* Recorded information:
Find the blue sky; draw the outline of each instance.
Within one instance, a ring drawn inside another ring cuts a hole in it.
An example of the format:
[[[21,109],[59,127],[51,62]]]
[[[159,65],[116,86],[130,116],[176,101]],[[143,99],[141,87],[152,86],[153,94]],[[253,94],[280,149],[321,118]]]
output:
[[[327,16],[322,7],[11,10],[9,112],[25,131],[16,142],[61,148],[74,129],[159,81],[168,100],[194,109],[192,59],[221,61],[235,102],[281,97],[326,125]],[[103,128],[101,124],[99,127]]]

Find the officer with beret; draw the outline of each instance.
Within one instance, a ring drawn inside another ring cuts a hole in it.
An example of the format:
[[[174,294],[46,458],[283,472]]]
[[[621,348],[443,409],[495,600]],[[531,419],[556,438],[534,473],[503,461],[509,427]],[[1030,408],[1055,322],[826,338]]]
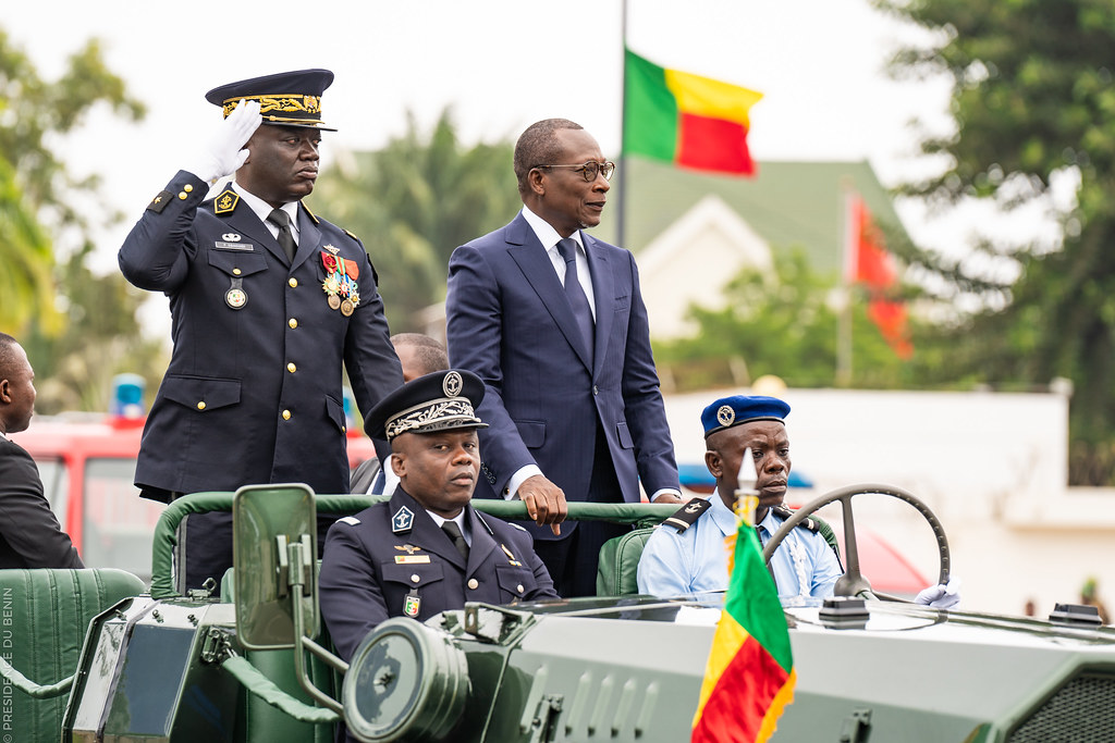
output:
[[[791,511],[783,507],[789,478],[789,405],[765,395],[721,398],[701,412],[705,465],[716,478],[716,492],[694,499],[667,519],[647,540],[639,560],[639,590],[657,596],[723,592],[728,587],[725,537],[736,532],[733,506],[744,454],[755,461],[759,501],[755,524],[766,544]],[[843,575],[836,553],[815,528],[803,524],[791,532],[770,558],[778,596],[832,596]],[[931,586],[917,598],[939,608],[954,606],[952,588]]]
[[[391,443],[399,485],[387,502],[338,519],[318,581],[321,615],[349,659],[388,617],[424,622],[465,602],[556,598],[522,527],[469,504],[481,458],[475,410],[484,383],[464,370],[407,382],[371,411],[369,433]]]
[[[403,383],[363,245],[302,203],[334,130],[321,118],[332,79],[298,70],[206,94],[225,117],[215,137],[120,247],[125,277],[165,293],[172,315],[136,467],[145,498],[292,481],[348,492],[342,364],[365,413]],[[230,522],[188,519],[186,586],[232,565]]]

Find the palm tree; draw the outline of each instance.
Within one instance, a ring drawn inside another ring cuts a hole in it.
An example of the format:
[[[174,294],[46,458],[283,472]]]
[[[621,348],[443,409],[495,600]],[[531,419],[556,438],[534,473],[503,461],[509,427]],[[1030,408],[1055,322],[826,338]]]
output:
[[[316,211],[358,235],[379,275],[392,331],[420,330],[445,297],[449,254],[520,207],[512,144],[464,147],[449,109],[428,137],[413,115],[380,150],[341,154],[314,190]]]

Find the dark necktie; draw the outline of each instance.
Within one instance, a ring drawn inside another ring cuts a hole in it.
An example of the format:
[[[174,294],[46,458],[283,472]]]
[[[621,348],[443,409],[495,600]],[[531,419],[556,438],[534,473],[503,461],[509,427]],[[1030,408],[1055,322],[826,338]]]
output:
[[[268,222],[279,227],[279,247],[287,254],[287,260],[293,263],[294,251],[298,250],[298,246],[294,244],[294,235],[290,231],[290,215],[282,209],[274,209],[268,215]]]
[[[465,535],[460,534],[460,527],[457,526],[456,521],[446,521],[442,525],[442,530],[449,535],[449,539],[453,539],[453,546],[457,548],[460,556],[468,561],[468,542],[465,541]]]
[[[576,241],[572,237],[558,243],[558,252],[565,260],[565,296],[573,307],[573,316],[581,329],[581,335],[589,349],[589,359],[592,359],[593,336],[595,335],[592,322],[592,309],[589,306],[589,297],[584,295],[584,287],[576,276]]]
[[[759,538],[759,554],[763,553],[763,528],[759,526],[755,527],[755,536]],[[782,542],[785,545],[786,542]],[[778,549],[782,549],[782,545],[778,545]],[[770,581],[774,584],[775,589],[778,588],[778,580],[774,577],[774,564],[767,565],[767,571],[770,574]]]

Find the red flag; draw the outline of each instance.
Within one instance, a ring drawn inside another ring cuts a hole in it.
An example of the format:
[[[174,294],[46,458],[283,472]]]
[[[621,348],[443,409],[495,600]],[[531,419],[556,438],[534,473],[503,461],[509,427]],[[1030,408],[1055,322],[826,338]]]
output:
[[[849,268],[850,283],[860,283],[867,289],[867,316],[879,327],[883,339],[894,349],[900,359],[913,355],[913,344],[906,332],[905,304],[889,299],[898,286],[894,260],[886,252],[883,234],[875,226],[866,204],[860,196],[850,199],[849,219],[852,246]]]

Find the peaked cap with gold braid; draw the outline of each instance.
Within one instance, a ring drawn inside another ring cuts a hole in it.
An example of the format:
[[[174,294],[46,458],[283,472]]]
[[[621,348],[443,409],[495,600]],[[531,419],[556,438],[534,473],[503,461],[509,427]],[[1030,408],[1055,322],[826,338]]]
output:
[[[323,69],[277,72],[213,88],[205,100],[226,117],[242,99],[258,100],[264,124],[337,131],[321,120],[321,94],[332,81],[333,74]]]

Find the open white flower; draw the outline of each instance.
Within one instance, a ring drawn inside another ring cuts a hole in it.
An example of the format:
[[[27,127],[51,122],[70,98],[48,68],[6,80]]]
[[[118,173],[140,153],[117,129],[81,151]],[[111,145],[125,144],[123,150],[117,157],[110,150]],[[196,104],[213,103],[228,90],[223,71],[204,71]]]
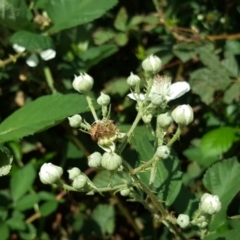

* What you are asked to do:
Recast the data from the line containing "Find the open" through the end as a Markdown table with two columns, Row and Line. Leave out blank lines and pictures.

* Solution:
| Row | Line |
|---|---|
| 1 | Find the open white flower; draw the outline of each instance. |
| 2 | Within one instance, a ring drawn inside another ring cuts a hole in it. |
| 3 | An example of the format: |
| 4 | [[[27,127],[51,122],[70,98],[48,68],[6,80]]] |
| 5 | [[[118,173],[140,153],[117,129],[81,151]],[[111,145],[125,144],[123,150],[117,157],[110,150]],[[196,104],[213,103],[228,90],[223,71],[204,71]]] |